(Data listing)
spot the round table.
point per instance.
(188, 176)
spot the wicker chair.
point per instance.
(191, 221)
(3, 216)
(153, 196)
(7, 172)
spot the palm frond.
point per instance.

---

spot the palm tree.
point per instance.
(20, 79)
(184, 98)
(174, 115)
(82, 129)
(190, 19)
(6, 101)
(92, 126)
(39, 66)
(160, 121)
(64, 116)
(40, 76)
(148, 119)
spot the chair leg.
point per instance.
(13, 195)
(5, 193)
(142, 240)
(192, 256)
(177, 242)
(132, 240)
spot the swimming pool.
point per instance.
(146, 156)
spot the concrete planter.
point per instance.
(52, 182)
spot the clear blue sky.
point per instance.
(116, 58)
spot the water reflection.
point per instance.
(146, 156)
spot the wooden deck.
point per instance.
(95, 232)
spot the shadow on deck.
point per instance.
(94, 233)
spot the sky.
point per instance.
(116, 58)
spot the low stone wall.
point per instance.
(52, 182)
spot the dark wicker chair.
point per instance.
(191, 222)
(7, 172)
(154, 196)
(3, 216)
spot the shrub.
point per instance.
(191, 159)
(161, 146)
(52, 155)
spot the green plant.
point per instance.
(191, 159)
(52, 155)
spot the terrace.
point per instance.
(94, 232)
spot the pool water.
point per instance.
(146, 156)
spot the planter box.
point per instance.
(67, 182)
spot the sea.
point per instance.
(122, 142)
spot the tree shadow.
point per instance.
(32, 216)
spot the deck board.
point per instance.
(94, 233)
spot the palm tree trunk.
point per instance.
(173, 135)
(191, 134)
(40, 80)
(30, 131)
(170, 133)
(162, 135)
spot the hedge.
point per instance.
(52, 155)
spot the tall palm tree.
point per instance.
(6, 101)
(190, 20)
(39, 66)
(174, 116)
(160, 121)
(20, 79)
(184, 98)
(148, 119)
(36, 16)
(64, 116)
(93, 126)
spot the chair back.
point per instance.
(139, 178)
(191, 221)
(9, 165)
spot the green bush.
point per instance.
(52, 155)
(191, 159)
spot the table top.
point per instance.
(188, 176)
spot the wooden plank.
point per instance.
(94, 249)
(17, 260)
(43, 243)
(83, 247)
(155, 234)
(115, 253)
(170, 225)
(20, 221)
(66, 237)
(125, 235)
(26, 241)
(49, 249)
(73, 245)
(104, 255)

## WHAT TO WORK ON
Select each line in the data listing above that holds the word "chair", and copy those lines out.

## RESULT OF THE TASK
spot the wicker chair.
spot the chair leg.
spot the dark wicker chair.
spot the chair back.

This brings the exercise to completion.